What is expected:
Write out the records word for word, beginning with the line containing "red trim -> mask for every instance" and continuing through the end of the records.

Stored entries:
□ □ □

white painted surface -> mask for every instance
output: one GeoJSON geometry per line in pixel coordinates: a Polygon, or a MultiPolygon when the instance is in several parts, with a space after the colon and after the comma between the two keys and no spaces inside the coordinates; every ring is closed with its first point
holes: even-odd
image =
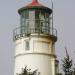
{"type": "Polygon", "coordinates": [[[47,38],[22,38],[16,41],[15,47],[15,55],[21,53],[47,53],[47,54],[55,54],[52,40],[47,38]],[[30,50],[25,50],[25,41],[29,40],[30,42],[30,50]]]}
{"type": "Polygon", "coordinates": [[[53,57],[42,54],[26,54],[18,56],[15,60],[15,73],[21,73],[27,65],[32,71],[38,69],[41,75],[55,75],[55,60],[53,57]]]}
{"type": "Polygon", "coordinates": [[[55,55],[53,42],[46,37],[27,37],[15,41],[15,72],[21,73],[25,65],[31,70],[38,69],[41,75],[55,75],[55,55]],[[25,50],[29,40],[30,50],[25,50]]]}

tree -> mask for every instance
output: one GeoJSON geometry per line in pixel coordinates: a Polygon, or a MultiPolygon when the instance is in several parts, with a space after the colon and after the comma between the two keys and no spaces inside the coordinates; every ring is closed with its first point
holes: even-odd
{"type": "Polygon", "coordinates": [[[65,50],[66,50],[66,57],[64,57],[64,59],[62,60],[63,71],[65,75],[72,75],[72,60],[70,59],[66,48],[65,50]]]}
{"type": "Polygon", "coordinates": [[[25,68],[22,69],[22,72],[17,75],[40,75],[40,72],[38,72],[38,70],[31,72],[31,69],[27,69],[27,66],[25,66],[25,68]]]}

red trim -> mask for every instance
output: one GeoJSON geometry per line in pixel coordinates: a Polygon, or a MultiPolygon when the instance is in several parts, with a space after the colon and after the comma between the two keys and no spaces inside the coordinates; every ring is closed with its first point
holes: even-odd
{"type": "MultiPolygon", "coordinates": [[[[31,6],[43,6],[42,4],[40,4],[38,2],[38,0],[32,0],[32,3],[30,3],[29,5],[27,5],[26,7],[31,7],[31,6]]],[[[44,6],[43,6],[44,7],[44,6]]]]}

□ □ □

Exercise answer:
red trim -> mask for every instance
output: one GeoJSON geometry per line in pixel coordinates: a Polygon, or a MultiPolygon when the instance is in several parts, with a space after the colon and after the comma between the two keys and no spaces inside the coordinates; every ring is closed with its first point
holes: even-odd
{"type": "MultiPolygon", "coordinates": [[[[31,6],[43,6],[42,4],[40,4],[38,2],[38,0],[32,0],[32,3],[30,3],[29,5],[27,5],[26,7],[31,7],[31,6]]],[[[44,6],[43,6],[44,7],[44,6]]]]}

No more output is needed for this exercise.